Records from a set for labeling points
>>>

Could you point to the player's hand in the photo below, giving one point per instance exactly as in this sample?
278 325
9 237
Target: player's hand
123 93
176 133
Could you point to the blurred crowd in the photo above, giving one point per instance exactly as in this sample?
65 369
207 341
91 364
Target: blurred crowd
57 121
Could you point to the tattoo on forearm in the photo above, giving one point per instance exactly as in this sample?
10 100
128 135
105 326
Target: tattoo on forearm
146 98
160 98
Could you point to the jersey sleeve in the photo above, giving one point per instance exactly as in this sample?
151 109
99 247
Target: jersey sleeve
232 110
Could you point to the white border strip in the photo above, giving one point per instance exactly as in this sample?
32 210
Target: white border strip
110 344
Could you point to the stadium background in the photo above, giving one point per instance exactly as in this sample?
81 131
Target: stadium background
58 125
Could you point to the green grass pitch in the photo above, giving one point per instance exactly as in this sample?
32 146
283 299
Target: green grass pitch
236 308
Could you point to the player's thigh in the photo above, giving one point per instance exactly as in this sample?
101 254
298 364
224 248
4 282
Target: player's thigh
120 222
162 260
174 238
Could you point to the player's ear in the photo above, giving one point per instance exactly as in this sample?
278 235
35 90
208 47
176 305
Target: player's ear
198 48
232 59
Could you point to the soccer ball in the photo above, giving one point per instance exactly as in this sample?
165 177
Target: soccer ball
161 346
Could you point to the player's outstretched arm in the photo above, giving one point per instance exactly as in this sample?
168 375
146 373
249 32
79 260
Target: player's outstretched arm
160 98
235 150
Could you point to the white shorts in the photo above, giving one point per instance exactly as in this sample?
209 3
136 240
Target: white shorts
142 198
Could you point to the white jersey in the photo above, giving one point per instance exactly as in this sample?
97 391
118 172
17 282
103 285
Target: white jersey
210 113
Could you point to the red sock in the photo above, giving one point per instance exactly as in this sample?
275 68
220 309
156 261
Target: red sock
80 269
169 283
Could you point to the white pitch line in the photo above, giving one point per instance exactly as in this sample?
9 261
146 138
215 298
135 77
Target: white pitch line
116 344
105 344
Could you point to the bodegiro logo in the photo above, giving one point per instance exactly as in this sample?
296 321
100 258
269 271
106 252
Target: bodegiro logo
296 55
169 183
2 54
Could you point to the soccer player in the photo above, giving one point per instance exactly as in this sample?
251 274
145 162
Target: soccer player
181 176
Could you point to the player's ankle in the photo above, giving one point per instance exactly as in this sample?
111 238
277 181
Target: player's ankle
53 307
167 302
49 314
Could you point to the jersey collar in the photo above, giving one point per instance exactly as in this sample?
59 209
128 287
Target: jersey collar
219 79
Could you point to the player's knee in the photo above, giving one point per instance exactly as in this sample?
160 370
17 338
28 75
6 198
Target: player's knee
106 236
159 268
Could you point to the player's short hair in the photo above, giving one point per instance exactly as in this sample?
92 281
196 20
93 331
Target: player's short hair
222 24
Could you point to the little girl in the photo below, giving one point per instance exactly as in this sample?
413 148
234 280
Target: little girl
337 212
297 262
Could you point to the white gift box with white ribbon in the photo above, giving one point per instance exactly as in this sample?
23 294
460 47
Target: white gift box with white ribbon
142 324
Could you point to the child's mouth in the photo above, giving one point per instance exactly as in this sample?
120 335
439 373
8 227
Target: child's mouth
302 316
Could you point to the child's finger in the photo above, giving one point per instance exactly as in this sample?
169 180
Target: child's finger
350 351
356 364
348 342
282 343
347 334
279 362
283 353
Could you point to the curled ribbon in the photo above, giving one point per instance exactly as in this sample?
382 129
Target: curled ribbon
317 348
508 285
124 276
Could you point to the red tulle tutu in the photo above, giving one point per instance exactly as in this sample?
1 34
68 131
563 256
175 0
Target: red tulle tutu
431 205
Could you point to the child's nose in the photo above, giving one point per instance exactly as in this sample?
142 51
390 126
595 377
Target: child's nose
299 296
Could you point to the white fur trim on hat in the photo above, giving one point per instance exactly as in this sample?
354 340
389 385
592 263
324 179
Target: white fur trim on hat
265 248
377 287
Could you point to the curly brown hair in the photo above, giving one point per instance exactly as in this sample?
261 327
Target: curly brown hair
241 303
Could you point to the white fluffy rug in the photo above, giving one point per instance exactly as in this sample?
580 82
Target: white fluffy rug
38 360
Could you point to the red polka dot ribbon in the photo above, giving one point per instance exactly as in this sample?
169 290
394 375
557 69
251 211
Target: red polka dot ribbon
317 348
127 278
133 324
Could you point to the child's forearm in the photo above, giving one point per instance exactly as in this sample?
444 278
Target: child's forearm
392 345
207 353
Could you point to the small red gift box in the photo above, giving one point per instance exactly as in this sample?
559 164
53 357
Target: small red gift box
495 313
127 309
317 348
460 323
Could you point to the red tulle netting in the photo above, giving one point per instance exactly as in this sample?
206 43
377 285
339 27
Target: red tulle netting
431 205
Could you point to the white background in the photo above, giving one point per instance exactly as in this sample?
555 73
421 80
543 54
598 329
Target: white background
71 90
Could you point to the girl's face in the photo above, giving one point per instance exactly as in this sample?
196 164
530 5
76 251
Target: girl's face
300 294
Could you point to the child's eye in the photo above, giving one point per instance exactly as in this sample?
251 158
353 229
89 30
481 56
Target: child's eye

<<<

● Aim of the task: Please copy out every line of the records above word for word, without any changes.

● Written response:
Could you point to the player's hand in the photo below, giving one point per instance exactly as in this sample?
278 325
9 237
Target: player's hand
123 93
176 133
Could you point to the blurred crowd in the photo above, giving one point per instance exactly as in this sample?
65 369
207 341
91 364
Target: blurred crowd
57 121
Could you point to the tattoo on forearm in the photo above, giving one point per instance exactly as in this sample?
10 100
128 135
105 326
Target: tattoo on forearm
146 98
160 98
Could you point to the jersey sleeve in the photo above, giving one point per instance exactly as in this sample?
151 109
99 247
Target: jersey sleeve
232 110
Could you point to the white border strip in the photo above, giving one point per instance exactly as in this sample?
32 210
Target: white border strip
110 344
Could you point to the stadium background in the photo above, giving one point per instance exactly as in this sample?
81 131
Target: stadium background
58 125
Could you point to the green grass pitch in the photo above, giving one point per instance exactly as in this sample?
32 146
283 299
Target: green grass pitch
236 308
Could you point to the player's thigh in the photo above, giving one point per instance exactly as in this sample?
101 254
298 364
224 248
4 282
Target: player's thigh
120 222
162 260
174 238
Could you point to the player's ear in the photo above, giving one point per instance exactly as in this sample?
278 235
35 90
208 47
176 305
Target: player's ear
198 48
232 59
Could you point to the soccer ball in the photo above, giving one point per instance exactly as in this sample?
165 177
Target: soccer ball
161 346
Could you point to the player's outstretched arm in the photo above, giving one point per instance exactly as in this sample?
168 375
146 373
249 32
79 260
Target: player's outstretched arm
160 98
235 150
Could you point to the white shorts in the photo above, giving one point per instance exactly as in this sample?
209 3
136 240
Target: white shorts
142 198
Could you point to the white jersey in the photo above, giving one point per instance exactly as in this sample?
97 391
118 172
17 282
103 285
Target: white jersey
210 113
Could you point to the red sock in the photo above, giving one point per instance exactly as in this sample?
275 68
220 309
156 261
Target: red sock
80 269
169 283
Could you point to the white pitch line in the photo above, giving one point per instance exactly as in this sample?
9 261
146 138
215 298
135 77
Target: white pitch line
116 344
105 344
Could you point to the bodegiro logo in the photo above, giving one point per instance exactly as in this sample?
296 321
100 258
269 271
106 252
Target: bodegiro logo
296 55
169 183
2 54
Could you point to the soccer player in the photo above, giving one point per instance exactly as in this sample?
251 274
145 162
Target: soccer player
181 176
Could you point to the player's ankle in the photo above, giving one point per instance exactly as in this sample?
111 238
277 181
Target: player's ankle
53 307
167 302
49 314
Could you point to the jersey collar in the photo above, giving one point per instance exactly as in this sample?
59 209
128 287
Target: jersey collar
219 79
Could you point to the player's knee in the photo above, giving one point per instance exactly as in this sample?
160 370
17 338
28 75
6 198
Target: player's knee
106 236
159 268
Could you point to the player's short hair in the photo above, giving one point per instance exactly as in this sample?
92 281
196 20
93 331
Target: player's short hair
222 24
Could you point to the little girl in the photo below, giving one point per instance exactly as in this sample?
413 148
234 280
Target: little girl
337 212
297 262
Could you point to the white gift box with white ribbon in the photo above, giving one point per instance exactly as in this sample?
23 294
460 47
Target: white gift box with white ribbon
142 324
Could you point to the child's mouth in the photo above, giving one point per instance exactly as in this sample?
120 335
439 373
8 227
Target: child's mouth
302 316
Could you point to the child's finger in the photo above, giving one point per instance exactly as in this sample?
169 180
Target: child's finger
350 351
356 364
348 342
282 343
347 334
279 362
283 353
Could you point to the curled ribbon in the photo above, giving one point per instance exactly as in this sample?
382 129
Target: curled ribbon
317 348
508 285
124 276
Could you point to the red tulle tutu in the photo above, giving one point per instance exactly as in this sample?
1 34
68 131
563 256
175 0
Target: red tulle tutu
431 205
Could you point to the child's nose in the photo above, giving one point per instance exactly as in this sample?
142 51
390 126
595 377
Target: child's nose
299 296
Could you point to the white fur trim on hat in the photo above, giving one point per instance exactly as in this sample?
354 340
389 385
592 263
324 179
Target: white fur trim on hat
265 248
377 287
Could you point to the curly brown hair in the photo above, giving one point per instance exactly as in this sample?
261 327
Target: curly brown hair
241 303
Could you point to the white fluffy rug in the photo above, giving one point per instance exactly as in this sample?
580 82
Target: white fluffy rug
38 360
Could you point to the red polka dot ribbon in the photo above, giving one point per instance exactly as in this sample?
169 290
394 375
557 69
251 211
Target: red polka dot ribbon
317 348
127 278
133 324
Could you point to the child's forearm in the photo above, giving one point per instance exactly as in this sample?
444 278
Target: child's forearm
392 345
207 353
Could you point to the small red gift box in the photo above, giving one point per instance exactly as in this sample?
559 164
53 357
Target: small red gift box
495 313
127 309
317 348
460 323
Could you point to the red tulle netting in the photo above, giving one point per instance exactly as in this sample?
206 43
377 285
339 27
Target: red tulle netting
431 205
Could you point to the white background in the photo above, giving one point per instance exactly as in this sample?
555 73
421 80
543 54
598 329
Target: white background
71 90
Could you point to the girl's face in the photo above, giving one point per instance exactly as in this sample?
196 164
530 5
76 251
Target: girl's face
300 294
Could you point to the child's eye in the photo above, giving one point per instance exactly as in this sample?
251 158
353 229
89 30
481 56
Target: child's eye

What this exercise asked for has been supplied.